Records taken from a collection:
= = =
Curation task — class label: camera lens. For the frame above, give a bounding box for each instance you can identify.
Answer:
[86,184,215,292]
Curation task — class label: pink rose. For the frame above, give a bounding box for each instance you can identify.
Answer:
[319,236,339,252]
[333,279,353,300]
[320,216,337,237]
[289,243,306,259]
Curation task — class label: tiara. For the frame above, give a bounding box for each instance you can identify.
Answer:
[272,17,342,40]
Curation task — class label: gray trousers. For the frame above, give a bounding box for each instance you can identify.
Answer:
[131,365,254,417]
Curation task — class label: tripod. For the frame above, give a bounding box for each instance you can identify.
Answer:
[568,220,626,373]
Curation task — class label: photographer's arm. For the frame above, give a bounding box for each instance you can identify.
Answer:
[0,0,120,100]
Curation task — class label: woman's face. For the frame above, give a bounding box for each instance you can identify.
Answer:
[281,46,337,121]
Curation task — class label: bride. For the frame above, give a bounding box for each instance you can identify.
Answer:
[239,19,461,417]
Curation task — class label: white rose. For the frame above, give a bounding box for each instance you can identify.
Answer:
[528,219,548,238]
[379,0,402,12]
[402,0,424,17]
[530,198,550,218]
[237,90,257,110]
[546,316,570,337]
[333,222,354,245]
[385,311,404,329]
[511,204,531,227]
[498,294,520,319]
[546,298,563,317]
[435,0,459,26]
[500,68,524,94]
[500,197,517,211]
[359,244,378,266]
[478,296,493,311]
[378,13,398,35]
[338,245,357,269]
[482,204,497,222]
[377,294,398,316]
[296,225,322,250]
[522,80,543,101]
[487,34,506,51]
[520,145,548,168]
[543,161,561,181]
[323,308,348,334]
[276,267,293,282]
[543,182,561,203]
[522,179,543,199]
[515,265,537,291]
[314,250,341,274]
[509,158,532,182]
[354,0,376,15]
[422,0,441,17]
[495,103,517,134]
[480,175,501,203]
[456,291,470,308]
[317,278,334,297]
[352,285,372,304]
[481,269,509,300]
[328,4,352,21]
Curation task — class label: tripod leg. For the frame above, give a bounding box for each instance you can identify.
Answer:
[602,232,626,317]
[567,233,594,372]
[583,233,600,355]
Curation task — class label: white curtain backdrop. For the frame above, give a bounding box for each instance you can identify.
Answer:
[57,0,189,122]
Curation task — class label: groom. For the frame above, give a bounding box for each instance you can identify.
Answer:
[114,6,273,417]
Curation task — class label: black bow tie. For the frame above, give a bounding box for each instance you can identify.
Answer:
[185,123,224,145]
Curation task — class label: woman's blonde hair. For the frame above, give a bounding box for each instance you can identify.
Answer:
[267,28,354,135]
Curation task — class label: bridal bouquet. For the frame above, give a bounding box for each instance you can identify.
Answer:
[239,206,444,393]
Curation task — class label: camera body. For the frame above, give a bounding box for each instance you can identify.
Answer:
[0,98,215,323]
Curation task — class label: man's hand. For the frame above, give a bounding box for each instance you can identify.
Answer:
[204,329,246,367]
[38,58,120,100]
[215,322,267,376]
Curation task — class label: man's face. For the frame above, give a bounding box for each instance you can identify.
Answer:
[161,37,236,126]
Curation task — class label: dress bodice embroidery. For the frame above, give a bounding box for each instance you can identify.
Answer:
= = =
Return all of the items above, reproducing every line word for word.

→ Solution for this problem:
Curation task — class label: camera lens. For the frame above, give a bounding box for each instance you can identify.
Answer:
[86,184,215,292]
Curation task — class label: pink rose. For the frame above, give a bounding box for each instance you can identify.
Answer:
[319,236,339,252]
[333,279,353,300]
[320,216,337,237]
[289,243,306,259]
Curation task — class label: tiara. For the frame above, give a bounding box for each instance you can identify.
Answer:
[272,17,342,40]
Curation task — class label: gray trousers. For the frame above, give a bounding box for each instance you can identify.
Answer:
[131,365,254,417]
Curation task — class label: tripod. For the frame above, give a bounding box for each instance you can identify.
Answer:
[568,220,626,373]
Curation task — class label: photographer's arm. For the frame above, give a bounding box for each instance you can identify.
Answer:
[0,0,120,100]
Curation task — class label: woman's face. For the frame above, give a bounding box for each instance you can identify.
Answer:
[281,46,337,121]
Curation task — class label: bride. For the frame above, give a bounding box for each instance you can identify.
Answer:
[239,19,461,417]
Curation task — class label: white rose. For the frame above, give a bounding box for each instance you can identify.
Answer:
[528,219,548,238]
[379,0,402,12]
[402,0,424,17]
[530,198,550,218]
[237,90,257,110]
[546,316,570,337]
[333,222,354,245]
[385,311,404,329]
[511,204,531,227]
[498,294,520,319]
[546,298,563,317]
[435,0,459,26]
[500,68,524,94]
[500,197,517,211]
[359,244,378,266]
[478,296,493,311]
[378,13,398,35]
[338,245,357,269]
[482,204,497,222]
[377,294,398,316]
[296,225,322,250]
[522,80,543,101]
[487,34,506,51]
[520,145,548,168]
[543,161,561,181]
[323,308,348,334]
[276,267,293,282]
[543,182,561,203]
[522,179,543,199]
[515,265,537,291]
[314,250,341,274]
[509,158,532,182]
[354,0,376,15]
[422,0,441,17]
[495,103,517,134]
[480,175,501,203]
[456,291,470,308]
[317,278,334,297]
[352,285,372,304]
[481,269,509,300]
[328,4,352,21]
Curation task — class label: tripod leg. For the frame above, give a bounding box for each instance you can identify.
Answer:
[602,232,626,317]
[567,233,594,372]
[583,233,600,355]
Curation task — class label: white curtain backdrop. For the frame above, give a bounding box for each instance you can identify.
Answer:
[57,0,189,122]
Curation task — class label: groom. For the frame above, give a bounding box for each instance you can identify.
Answer:
[114,6,273,417]
Curation task — class label: black bow tie. For the frame above, give a bounding box for each instance you can identify.
Answer:
[185,123,224,145]
Curation task — class label: woman's blonde hair. For the frame above, give a bounding box for each instance you can identify.
Answer:
[267,28,354,135]
Curation task — class label: bridal bouquet. For the frame above, give a bounding box for each instance you can identify.
Answer:
[239,206,444,393]
Curation task — class label: camera body. For the frame above, give a bounding box for each instance you can identify.
Answer:
[0,98,215,323]
Curation task — class label: man's hand. For the frame above, give a bounding box for each instance you can identify.
Answer:
[204,329,246,367]
[38,58,120,100]
[215,322,267,376]
Curation task — class label: man's face. For the frame above, give a bounding box for each instance you can identify.
Answer:
[161,37,236,126]
Curation task — class label: dress bodice embroidery. For the frame above, give a bounding box for each instance you can identify.
Answer:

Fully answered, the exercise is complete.